◆ **What is needed**:
A precise copy of the data is required, with every picture left out.

◆ **Input records**:
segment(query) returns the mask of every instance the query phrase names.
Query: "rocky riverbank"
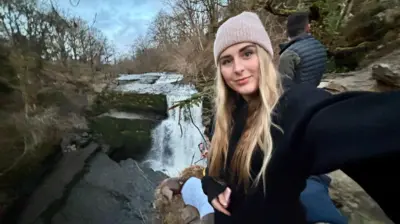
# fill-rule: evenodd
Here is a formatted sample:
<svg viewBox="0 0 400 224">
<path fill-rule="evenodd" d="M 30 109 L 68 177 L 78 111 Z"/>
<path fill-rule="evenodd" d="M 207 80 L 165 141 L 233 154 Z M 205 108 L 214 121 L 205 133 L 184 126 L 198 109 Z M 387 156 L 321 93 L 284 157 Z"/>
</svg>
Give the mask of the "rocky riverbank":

◆ **Result of this task**:
segment(query) returns the mask of every instance the query phrase names.
Query: "rocky riverbank"
# fill-rule: evenodd
Here is a formatted sample:
<svg viewBox="0 0 400 224">
<path fill-rule="evenodd" d="M 30 109 L 68 177 L 78 111 Z"/>
<path fill-rule="evenodd" d="M 207 80 L 165 141 L 233 154 Z M 205 108 L 214 121 L 205 133 L 184 126 L 198 109 Z M 387 156 L 321 93 L 284 157 Z"/>
</svg>
Give the mask of the "rocky riverbank":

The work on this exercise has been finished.